━━ Records for this exercise

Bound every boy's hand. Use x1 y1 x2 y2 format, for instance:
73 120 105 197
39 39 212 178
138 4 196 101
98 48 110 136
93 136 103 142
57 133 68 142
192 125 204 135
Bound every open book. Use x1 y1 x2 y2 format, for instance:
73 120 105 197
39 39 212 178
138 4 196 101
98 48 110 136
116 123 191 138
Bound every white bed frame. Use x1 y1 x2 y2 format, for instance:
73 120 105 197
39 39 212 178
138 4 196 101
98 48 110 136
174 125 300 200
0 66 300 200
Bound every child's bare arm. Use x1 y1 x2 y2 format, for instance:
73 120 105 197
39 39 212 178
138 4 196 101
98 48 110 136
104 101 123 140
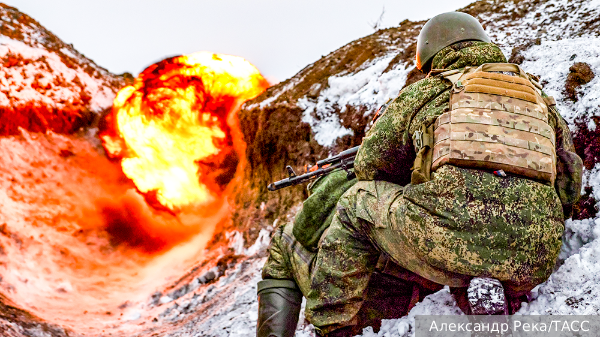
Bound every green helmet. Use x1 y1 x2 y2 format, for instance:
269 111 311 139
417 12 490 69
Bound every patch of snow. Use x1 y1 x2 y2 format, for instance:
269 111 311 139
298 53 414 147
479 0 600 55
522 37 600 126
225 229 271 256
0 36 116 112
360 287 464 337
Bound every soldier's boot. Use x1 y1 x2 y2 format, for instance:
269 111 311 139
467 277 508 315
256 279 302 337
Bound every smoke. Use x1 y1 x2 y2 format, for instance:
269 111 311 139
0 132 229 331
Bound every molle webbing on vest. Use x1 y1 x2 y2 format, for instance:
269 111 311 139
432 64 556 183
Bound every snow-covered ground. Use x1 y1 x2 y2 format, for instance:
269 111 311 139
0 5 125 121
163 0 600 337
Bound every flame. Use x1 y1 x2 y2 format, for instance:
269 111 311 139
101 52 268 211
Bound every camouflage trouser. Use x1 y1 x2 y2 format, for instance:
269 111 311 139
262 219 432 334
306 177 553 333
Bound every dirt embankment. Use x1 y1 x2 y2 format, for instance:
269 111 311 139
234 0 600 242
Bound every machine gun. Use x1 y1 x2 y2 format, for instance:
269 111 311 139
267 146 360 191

━━━━
━━ Records for this exercise

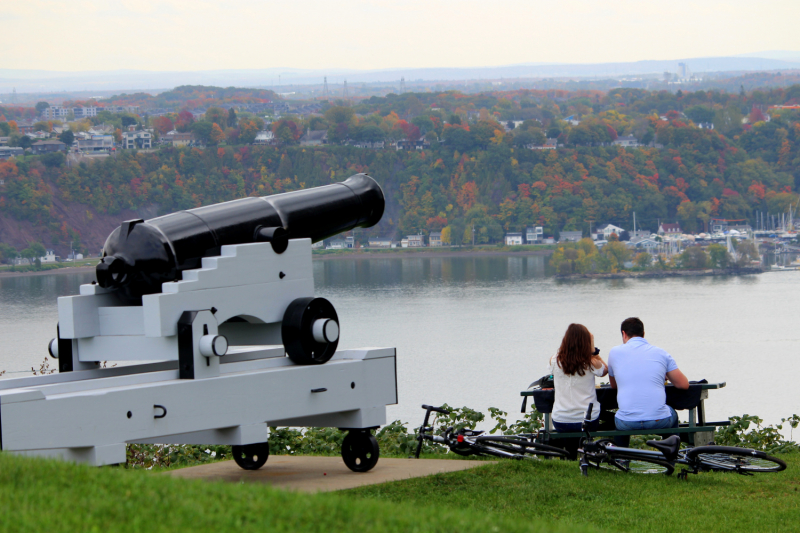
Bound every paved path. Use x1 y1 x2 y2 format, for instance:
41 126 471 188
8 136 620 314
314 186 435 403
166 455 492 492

━━━━

Locate each line in the items above that contains the string "snow", treating uppercase and lowercase as different, and copy every such line.

Bound every patch of snow. Use x1 y1 x2 y2 format, for instance:
Bound every snow-covered ground. Use x1 y1 x2 y2 format, for instance:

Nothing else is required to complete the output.